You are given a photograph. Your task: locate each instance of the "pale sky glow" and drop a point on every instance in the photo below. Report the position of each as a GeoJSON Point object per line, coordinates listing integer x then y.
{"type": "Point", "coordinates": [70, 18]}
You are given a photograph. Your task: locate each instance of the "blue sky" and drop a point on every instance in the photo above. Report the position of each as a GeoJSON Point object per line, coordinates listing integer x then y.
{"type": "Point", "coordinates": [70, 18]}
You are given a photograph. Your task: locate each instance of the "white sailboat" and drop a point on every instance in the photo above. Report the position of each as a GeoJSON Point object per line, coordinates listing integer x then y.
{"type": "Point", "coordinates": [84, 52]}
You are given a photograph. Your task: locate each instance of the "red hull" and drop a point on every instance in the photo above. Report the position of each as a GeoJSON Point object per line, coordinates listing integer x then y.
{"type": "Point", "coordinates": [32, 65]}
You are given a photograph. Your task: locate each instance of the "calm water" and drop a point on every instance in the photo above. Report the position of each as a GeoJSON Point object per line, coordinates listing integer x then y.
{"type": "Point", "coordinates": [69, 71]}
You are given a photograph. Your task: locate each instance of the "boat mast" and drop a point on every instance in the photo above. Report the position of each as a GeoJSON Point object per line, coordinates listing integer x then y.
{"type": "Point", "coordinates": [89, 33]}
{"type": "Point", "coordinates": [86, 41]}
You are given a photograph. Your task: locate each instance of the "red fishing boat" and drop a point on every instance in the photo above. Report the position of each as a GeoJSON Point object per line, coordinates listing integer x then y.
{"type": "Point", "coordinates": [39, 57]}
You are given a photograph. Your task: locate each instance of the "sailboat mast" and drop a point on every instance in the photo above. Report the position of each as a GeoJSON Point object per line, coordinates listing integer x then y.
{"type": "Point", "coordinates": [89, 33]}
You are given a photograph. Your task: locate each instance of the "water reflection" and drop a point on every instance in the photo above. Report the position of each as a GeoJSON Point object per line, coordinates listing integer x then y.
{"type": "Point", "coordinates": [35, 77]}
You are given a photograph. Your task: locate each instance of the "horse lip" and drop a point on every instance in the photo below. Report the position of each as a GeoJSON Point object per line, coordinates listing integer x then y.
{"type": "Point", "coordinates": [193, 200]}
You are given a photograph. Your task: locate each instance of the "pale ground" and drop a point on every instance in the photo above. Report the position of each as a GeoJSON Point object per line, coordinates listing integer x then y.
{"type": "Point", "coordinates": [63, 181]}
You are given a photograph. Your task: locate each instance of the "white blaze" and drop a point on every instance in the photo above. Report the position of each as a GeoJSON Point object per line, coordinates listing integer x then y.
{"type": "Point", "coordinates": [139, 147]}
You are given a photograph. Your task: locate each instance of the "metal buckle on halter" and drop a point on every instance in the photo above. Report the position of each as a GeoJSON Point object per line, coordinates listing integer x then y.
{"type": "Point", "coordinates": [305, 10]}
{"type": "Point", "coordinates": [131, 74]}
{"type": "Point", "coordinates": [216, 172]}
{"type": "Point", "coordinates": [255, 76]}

****

What is needed is a word-for-word copy of the records.

You are given a photograph. Your task: locate each instance of the "pale sky glow" and drop a point on every instance in the photo below. Report the position of each as a GeoJSON Point object per line, coordinates listing integer x then y.
{"type": "Point", "coordinates": [70, 18]}
You are given a photograph. Your task: locate each instance of the "blue sky" and drop a point on every instance in the photo above. Report the position of each as a GeoJSON Point object per line, coordinates listing integer x then y.
{"type": "Point", "coordinates": [70, 18]}
You are given a photograph. Your task: locate each instance of the "white sailboat" and drop a point on every instance in the photo above. Report the position of each as a GeoJSON Point object per line, coordinates listing integer x then y.
{"type": "Point", "coordinates": [84, 52]}
You are given a photograph. Your task: locate each instance of the "red hull" and drop a point on every instance in the photo above. Report the position of each as a GeoJSON Point object per line, coordinates listing integer x then y.
{"type": "Point", "coordinates": [32, 65]}
You are given a photograph. Your task: locate each instance of the "calm water" and drop a point on every instance in the photo above. Report the position of each as a GeoJSON Point object per line, coordinates listing integer x then y.
{"type": "Point", "coordinates": [69, 71]}
You are given a photograph. Your task: locate each instance of the "boat mast" and drop a point on every instance in the photo above. Report the position of each as a GeoJSON Point object per line, coordinates listing integer x then y.
{"type": "Point", "coordinates": [89, 33]}
{"type": "Point", "coordinates": [86, 41]}
You are given a photograph. Your task: locate each instance of the "red fishing boat" and drop a point on every instance in the photo above. Report the position of each as a GeoJSON Point object per line, coordinates listing integer x then y.
{"type": "Point", "coordinates": [39, 57]}
You are given a photograph. Your task: locate each instance of the "sailboat mast" and drop a point on every instance in the photo above. Report the position of each as a GeoJSON Point object per line, coordinates listing integer x then y.
{"type": "Point", "coordinates": [89, 33]}
You are given a photograph. Your task: locate each instance of the "water reflection" and drop a point on every instance in the photo above. Report the position of each as a GeoJSON Point object per line, coordinates listing integer x then y.
{"type": "Point", "coordinates": [35, 77]}
You are given a photograph. Your task: locate each instance of the "horse lip" and drop a point on every instance in the photo below. Report the position of each as a GeoJSON Point object per line, coordinates listing integer x then y.
{"type": "Point", "coordinates": [193, 200]}
You are given a photograph. Your task: locate each instance of the "pale ground" and drop a point on every instance in the photo above. Report the position of each as a GeoJSON Point object per line, coordinates listing integer x then y.
{"type": "Point", "coordinates": [63, 181]}
You are given a photograph. Your task: locate each instance of the "white blaze" and drop a point on every instance in the photo above. Report the position of each as a GeoJSON Point object per line, coordinates listing integer x then y.
{"type": "Point", "coordinates": [139, 147]}
You are given a photograph. Your task: locate each instance of the "metal buckle on halter" and drop a point on every instance in the photo above. Report the position of each as a GeoJSON Point object per line, coordinates listing integer x then y.
{"type": "Point", "coordinates": [305, 10]}
{"type": "Point", "coordinates": [131, 74]}
{"type": "Point", "coordinates": [216, 172]}
{"type": "Point", "coordinates": [255, 76]}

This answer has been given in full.